| Document |

======

Haatim Tai is a 1990 Indian Hindustani-language fantasy film, produced by Ratan Mohan under the R.M. Art Productions banner and directed by Babubhai Mistri. It stars Jeetendra, Sangeeta Bijlani and has music composed by Laxmikant Pyarelal, and lyrics by Hasan Kamal. The film's plot is based on the real life story of Hatim al-Tai, who was a famous Arabian poet from the Ta'i Arabian tribe. He is an icon to Arabs up till the present day for being extremely generous and brave.

Plot 
The film begins with a baby boy being born into the household of a rich Arab King. The Prince is named Hatim al-Tai and is a very generous and humble Prince when he reaches adulthood. As the Prince begins distributing gold to poor citizens in his city, a Princess named Mariam comes to his doorstep to ask him for help. She tells him that she is in love with a Prince named Munir and they want to get married, but her father will not let her marry anyone as long as she lives. Hatim is shocked at her father's decision and realizes that there must be a reason behind it. Hatim, his friend Nazrul, Mariam and Munir go to Mariam's palace to ask the King why he will not let his daughter marry anyone. The King tells them of an event that occurred in the past, which leads to the reason why Mariam cannot get married.

======

Some records
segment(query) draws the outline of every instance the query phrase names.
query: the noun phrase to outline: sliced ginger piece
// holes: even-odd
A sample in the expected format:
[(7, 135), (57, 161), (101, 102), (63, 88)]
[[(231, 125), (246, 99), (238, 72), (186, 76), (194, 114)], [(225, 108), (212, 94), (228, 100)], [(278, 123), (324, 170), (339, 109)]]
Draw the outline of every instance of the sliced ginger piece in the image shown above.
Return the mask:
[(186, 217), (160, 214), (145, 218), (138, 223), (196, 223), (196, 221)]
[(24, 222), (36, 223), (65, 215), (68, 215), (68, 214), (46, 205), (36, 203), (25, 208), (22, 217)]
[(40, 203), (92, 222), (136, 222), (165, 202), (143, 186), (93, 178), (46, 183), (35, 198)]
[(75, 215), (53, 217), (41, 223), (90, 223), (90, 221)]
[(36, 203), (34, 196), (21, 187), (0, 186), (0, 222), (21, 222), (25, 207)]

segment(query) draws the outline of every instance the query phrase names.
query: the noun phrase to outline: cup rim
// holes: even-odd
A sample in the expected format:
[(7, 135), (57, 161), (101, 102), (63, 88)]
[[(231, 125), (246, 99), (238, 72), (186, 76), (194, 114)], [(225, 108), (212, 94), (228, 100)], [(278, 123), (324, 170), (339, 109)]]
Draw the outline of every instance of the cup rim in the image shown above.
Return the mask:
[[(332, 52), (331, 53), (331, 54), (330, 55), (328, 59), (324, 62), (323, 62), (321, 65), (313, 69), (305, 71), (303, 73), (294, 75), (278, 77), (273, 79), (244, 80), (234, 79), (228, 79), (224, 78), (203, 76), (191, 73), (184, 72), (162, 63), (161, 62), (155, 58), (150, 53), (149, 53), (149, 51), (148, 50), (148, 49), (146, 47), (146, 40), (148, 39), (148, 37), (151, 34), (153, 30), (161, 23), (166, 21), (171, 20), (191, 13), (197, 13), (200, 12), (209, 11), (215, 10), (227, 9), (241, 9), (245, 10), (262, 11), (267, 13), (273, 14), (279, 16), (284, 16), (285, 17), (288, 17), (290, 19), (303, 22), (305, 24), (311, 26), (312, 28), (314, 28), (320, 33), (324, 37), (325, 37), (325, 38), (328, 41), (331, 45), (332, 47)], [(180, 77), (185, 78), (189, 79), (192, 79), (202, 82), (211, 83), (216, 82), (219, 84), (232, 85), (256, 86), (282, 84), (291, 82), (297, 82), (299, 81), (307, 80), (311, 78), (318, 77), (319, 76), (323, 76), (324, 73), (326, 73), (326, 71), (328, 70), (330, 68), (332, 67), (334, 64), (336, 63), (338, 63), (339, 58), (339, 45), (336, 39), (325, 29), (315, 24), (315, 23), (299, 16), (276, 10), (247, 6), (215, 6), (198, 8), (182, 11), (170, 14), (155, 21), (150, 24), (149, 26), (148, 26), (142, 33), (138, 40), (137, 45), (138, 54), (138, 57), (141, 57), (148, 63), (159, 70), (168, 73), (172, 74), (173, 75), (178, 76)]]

======

| What this task involves |
Rewrite the passage of the Haatim Tai film text from "Haatim Tai is" up to and including "generous and brave.", changing "fantasy" to "adventure".

| The result |
Haatim Tai is a 1990 Indian Hindustani-language adventure film, produced by Ratan Mohan under the R.M. Art Productions banner and directed by Babubhai Mistri. It stars Jeetendra, Sangeeta Bijlani and has music composed by Laxmikant Pyarelal, and lyrics by Hasan Kamal. The film's plot is based on the real life story of Hatim al-Tai, who was a famous Arabian poet from the Ta'i Arabian tribe. He is an icon to Arabs up till the present day for being extremely generous and brave.